* [TASK GOAL]: Update the listing below from its first line through the line containing "negative clicks: (610, 741) (402, 851)", replacing "rough mask" with "coarse mask" and leaving everything else unchanged.

'''

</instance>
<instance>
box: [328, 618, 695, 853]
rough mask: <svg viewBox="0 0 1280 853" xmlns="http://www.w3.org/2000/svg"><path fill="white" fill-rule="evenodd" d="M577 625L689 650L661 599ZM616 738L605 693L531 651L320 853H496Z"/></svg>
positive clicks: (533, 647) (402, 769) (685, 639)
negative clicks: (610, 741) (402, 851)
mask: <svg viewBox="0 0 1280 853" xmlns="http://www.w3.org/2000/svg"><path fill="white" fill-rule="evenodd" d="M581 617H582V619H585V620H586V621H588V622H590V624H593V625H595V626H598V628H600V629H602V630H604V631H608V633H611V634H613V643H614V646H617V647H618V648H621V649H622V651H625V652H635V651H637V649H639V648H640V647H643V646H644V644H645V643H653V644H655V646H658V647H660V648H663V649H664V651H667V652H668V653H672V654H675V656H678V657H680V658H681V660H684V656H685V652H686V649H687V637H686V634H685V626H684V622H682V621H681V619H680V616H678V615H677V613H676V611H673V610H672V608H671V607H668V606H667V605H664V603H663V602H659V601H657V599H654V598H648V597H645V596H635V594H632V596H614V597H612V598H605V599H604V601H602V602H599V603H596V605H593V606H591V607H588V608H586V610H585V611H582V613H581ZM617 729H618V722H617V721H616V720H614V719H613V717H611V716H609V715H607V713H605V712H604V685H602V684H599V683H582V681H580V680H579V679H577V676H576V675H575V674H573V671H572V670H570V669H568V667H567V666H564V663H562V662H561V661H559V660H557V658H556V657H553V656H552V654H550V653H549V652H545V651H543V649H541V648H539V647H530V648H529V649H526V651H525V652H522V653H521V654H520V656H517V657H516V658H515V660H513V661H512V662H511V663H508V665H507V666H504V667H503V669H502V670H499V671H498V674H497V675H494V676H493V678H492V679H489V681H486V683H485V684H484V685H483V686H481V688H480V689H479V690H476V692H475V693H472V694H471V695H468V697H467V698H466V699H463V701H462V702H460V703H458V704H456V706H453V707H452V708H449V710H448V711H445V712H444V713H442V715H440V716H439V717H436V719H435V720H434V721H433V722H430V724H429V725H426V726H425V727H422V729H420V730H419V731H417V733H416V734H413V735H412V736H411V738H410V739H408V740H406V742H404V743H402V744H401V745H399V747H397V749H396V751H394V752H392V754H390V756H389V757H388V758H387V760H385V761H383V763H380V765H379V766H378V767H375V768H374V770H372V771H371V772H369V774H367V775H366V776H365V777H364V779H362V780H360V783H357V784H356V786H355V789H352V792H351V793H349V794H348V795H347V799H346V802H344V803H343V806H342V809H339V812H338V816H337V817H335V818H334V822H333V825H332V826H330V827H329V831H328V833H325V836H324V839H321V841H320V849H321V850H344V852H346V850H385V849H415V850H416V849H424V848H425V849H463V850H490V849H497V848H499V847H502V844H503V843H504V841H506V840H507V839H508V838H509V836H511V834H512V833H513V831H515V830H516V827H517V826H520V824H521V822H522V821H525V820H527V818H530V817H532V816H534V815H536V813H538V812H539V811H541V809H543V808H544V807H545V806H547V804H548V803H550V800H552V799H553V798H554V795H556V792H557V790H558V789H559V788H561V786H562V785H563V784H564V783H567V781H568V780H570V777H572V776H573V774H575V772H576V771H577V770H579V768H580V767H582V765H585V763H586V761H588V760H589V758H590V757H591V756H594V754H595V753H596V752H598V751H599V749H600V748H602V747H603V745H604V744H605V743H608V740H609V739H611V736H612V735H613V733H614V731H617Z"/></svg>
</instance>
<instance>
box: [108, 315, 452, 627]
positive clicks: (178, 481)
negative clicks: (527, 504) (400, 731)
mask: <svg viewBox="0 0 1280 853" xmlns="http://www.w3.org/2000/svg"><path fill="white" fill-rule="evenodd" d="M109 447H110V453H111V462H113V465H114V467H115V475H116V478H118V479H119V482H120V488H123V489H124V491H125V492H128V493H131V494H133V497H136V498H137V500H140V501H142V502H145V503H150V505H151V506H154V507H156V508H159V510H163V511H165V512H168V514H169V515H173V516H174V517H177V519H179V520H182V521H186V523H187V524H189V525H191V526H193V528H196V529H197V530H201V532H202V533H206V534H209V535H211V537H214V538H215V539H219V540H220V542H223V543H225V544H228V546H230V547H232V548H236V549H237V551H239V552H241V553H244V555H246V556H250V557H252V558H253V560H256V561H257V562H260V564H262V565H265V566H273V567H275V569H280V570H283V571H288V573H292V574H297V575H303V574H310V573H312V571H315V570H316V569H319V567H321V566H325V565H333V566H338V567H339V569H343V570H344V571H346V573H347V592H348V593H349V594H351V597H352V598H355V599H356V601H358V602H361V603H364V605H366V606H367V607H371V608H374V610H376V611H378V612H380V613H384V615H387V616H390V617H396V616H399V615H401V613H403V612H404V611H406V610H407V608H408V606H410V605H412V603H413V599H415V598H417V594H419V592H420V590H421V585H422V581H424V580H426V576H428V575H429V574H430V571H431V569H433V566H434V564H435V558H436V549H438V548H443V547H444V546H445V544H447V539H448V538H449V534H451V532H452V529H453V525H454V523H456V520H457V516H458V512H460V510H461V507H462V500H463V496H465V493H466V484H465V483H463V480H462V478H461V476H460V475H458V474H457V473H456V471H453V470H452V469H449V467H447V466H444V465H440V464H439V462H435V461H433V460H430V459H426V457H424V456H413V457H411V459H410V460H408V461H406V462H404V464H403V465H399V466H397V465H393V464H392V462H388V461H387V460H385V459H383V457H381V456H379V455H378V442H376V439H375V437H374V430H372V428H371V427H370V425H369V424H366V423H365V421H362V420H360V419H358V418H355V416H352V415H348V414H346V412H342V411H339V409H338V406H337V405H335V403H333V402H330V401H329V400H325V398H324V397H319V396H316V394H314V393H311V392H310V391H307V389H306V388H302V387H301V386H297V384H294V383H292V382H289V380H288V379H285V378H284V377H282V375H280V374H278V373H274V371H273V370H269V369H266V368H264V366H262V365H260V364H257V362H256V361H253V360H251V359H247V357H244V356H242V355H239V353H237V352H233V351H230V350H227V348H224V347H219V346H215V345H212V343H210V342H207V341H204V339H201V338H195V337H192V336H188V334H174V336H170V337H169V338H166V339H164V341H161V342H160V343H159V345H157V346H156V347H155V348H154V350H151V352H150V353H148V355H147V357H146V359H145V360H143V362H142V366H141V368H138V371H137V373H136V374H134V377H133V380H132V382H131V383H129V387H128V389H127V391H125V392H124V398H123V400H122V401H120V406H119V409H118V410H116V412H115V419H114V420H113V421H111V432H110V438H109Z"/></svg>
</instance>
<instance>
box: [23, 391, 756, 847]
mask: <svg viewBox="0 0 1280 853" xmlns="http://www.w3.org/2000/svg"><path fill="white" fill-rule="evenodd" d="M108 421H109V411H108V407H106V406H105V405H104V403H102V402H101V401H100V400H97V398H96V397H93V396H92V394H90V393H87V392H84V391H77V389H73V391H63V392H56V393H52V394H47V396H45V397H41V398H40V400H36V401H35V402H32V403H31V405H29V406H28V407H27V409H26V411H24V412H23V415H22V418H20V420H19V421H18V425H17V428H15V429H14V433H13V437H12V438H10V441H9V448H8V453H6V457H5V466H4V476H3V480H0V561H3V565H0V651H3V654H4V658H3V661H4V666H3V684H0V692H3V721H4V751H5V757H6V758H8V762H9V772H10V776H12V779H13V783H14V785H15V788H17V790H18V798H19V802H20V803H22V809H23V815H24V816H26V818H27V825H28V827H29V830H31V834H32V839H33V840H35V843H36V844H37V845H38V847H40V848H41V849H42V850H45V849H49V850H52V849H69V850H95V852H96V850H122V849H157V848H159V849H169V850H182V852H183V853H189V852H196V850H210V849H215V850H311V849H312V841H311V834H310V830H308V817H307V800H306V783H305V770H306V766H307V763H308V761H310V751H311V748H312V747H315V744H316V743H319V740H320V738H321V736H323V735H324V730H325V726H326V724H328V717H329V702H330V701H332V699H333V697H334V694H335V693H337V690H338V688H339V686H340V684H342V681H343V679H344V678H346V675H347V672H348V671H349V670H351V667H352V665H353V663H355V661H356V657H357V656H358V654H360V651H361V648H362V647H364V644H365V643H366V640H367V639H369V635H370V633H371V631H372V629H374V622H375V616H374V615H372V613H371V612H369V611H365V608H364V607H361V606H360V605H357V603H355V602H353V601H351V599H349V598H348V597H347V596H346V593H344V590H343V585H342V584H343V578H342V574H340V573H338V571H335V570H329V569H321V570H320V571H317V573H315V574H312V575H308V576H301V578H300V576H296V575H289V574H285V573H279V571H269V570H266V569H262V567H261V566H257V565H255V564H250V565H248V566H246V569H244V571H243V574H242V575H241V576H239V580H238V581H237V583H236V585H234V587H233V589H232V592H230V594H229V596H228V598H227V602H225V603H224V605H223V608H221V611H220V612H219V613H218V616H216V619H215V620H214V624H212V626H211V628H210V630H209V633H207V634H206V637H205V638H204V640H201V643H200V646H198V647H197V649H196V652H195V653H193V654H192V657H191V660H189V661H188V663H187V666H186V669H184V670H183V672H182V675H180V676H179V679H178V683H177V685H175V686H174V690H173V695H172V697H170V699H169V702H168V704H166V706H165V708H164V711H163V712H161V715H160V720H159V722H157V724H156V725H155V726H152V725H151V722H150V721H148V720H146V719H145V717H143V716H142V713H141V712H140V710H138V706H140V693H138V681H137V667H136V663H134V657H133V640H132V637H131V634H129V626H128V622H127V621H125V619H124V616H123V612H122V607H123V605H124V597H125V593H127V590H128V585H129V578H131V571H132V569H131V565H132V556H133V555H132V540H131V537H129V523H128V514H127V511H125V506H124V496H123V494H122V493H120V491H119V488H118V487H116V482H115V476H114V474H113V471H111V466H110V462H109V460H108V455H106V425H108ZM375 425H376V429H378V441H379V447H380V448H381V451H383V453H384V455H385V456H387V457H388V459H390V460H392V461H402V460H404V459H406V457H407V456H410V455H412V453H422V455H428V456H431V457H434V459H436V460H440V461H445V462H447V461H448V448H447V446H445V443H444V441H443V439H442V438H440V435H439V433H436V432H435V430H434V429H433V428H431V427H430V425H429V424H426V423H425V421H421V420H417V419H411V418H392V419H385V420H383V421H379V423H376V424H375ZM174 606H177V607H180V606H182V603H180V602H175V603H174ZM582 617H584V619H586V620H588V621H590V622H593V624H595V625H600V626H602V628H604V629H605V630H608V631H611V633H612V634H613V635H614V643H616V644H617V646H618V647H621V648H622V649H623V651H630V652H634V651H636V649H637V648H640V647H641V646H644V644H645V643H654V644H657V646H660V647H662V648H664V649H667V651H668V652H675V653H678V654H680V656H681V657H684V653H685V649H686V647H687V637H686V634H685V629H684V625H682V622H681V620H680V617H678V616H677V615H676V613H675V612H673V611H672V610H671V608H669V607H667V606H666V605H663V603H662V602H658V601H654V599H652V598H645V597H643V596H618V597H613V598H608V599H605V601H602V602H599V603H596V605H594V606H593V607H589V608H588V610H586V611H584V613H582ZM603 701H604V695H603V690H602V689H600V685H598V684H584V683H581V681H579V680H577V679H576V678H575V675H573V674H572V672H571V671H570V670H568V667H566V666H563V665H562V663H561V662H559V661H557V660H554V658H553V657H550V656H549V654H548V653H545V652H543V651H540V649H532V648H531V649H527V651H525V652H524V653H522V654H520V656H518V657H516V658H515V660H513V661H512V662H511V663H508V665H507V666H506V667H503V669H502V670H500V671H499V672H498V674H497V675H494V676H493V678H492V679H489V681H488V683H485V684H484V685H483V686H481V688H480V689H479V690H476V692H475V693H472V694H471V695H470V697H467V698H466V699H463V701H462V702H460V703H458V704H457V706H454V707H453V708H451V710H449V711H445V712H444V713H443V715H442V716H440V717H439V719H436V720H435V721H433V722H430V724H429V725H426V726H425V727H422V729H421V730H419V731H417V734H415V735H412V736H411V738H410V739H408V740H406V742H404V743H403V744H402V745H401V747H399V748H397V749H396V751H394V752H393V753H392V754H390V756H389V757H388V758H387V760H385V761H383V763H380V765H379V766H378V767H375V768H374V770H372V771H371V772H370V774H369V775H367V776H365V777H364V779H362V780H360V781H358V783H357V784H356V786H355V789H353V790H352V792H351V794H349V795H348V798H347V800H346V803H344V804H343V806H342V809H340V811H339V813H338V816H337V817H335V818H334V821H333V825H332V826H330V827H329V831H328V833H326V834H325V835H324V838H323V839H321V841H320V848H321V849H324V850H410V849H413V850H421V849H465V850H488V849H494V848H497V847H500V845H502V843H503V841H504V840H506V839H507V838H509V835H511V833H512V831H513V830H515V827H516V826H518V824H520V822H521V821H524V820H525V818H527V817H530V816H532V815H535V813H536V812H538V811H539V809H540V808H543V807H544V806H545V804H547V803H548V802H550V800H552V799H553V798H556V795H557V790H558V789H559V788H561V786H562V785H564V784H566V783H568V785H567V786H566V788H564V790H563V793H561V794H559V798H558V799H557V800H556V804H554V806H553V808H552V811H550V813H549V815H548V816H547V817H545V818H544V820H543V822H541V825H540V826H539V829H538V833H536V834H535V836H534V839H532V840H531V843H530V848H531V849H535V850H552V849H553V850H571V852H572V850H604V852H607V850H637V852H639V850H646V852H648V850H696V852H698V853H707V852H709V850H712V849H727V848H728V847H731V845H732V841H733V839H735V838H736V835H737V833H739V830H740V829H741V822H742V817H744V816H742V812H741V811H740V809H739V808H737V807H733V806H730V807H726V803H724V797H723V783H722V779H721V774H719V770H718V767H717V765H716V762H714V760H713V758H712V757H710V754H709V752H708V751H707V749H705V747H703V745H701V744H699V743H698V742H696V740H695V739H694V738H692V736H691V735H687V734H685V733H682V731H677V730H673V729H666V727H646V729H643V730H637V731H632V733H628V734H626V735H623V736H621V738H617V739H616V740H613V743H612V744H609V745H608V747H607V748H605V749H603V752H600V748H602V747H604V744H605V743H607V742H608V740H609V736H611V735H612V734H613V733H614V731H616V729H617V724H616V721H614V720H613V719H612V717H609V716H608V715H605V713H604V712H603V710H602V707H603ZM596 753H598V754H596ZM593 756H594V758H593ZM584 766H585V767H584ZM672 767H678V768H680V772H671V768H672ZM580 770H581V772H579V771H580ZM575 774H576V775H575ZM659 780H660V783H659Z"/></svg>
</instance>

'''

* [WRITTEN SOLUTION]:
</instance>
<instance>
box: [328, 618, 695, 853]
coarse mask: <svg viewBox="0 0 1280 853" xmlns="http://www.w3.org/2000/svg"><path fill="white" fill-rule="evenodd" d="M577 625L689 650L661 599ZM616 738L605 693L531 651L320 853H496Z"/></svg>
positive clicks: (533, 647) (402, 769) (685, 639)
negative clicks: (610, 741) (402, 851)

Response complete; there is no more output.